** start of GIVEN INFORMATION **
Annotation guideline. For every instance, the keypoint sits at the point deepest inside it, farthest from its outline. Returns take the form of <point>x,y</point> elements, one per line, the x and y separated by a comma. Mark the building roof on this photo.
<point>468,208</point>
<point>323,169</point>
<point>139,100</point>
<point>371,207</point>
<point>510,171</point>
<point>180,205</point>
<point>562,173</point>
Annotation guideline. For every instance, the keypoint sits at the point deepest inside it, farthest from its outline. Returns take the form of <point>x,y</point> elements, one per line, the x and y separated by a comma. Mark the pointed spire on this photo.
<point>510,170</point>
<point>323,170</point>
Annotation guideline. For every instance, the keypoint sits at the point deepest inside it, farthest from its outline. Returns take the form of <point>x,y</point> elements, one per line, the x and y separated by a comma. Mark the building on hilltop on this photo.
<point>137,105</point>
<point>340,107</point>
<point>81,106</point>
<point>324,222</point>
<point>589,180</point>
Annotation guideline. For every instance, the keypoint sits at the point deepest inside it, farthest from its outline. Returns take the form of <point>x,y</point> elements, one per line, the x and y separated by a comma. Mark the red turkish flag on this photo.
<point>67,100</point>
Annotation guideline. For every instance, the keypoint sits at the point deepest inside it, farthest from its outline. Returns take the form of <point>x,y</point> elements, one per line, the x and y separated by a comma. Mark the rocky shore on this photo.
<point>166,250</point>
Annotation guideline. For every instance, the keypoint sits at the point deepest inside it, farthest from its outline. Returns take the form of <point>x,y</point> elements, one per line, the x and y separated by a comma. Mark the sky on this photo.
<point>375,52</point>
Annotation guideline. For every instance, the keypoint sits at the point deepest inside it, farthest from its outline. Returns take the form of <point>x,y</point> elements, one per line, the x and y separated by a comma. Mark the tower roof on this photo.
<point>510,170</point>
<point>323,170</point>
** end of GIVEN INFORMATION **
[YOUR INSTRUCTIONS]: Scale the part of the data that opens with the line containing "spire on this photo." and closes with the line containing "<point>67,100</point>" (both lines included). Reproduce every line of that part, multiplying each point coordinate in the answers by 1.25 and rounding to whole numbers with halves going up, and leave all other numbers unchanged.

[RESULT OF THIS EXERCISE]:
Annotation guideline. For every instance, the keypoint sits at the point deepest inside it, farthest from its outline. Returns take the form of <point>x,y</point> elements, one per line, the x and y separated by a comma. Mark the pointed spire on this photo.
<point>638,213</point>
<point>404,213</point>
Annotation guideline. For every instance, the keypoint sits at the point deepest inside it, farthest from its outline. Returns take the form of <point>x,y</point> elements, one per line, the x and y separated by a comma. Mark the building on hilltop on this photo.
<point>171,131</point>
<point>425,134</point>
<point>101,133</point>
<point>405,278</point>
<point>736,225</point>
Annotation guideline. For every instance, the keypoint sits at the point deepest inside it, farthest from its outline. Returns take the form of <point>x,y</point> elements, one per line, the x and y separated by a comma. Mark the red turkish flag on this photo.
<point>84,125</point>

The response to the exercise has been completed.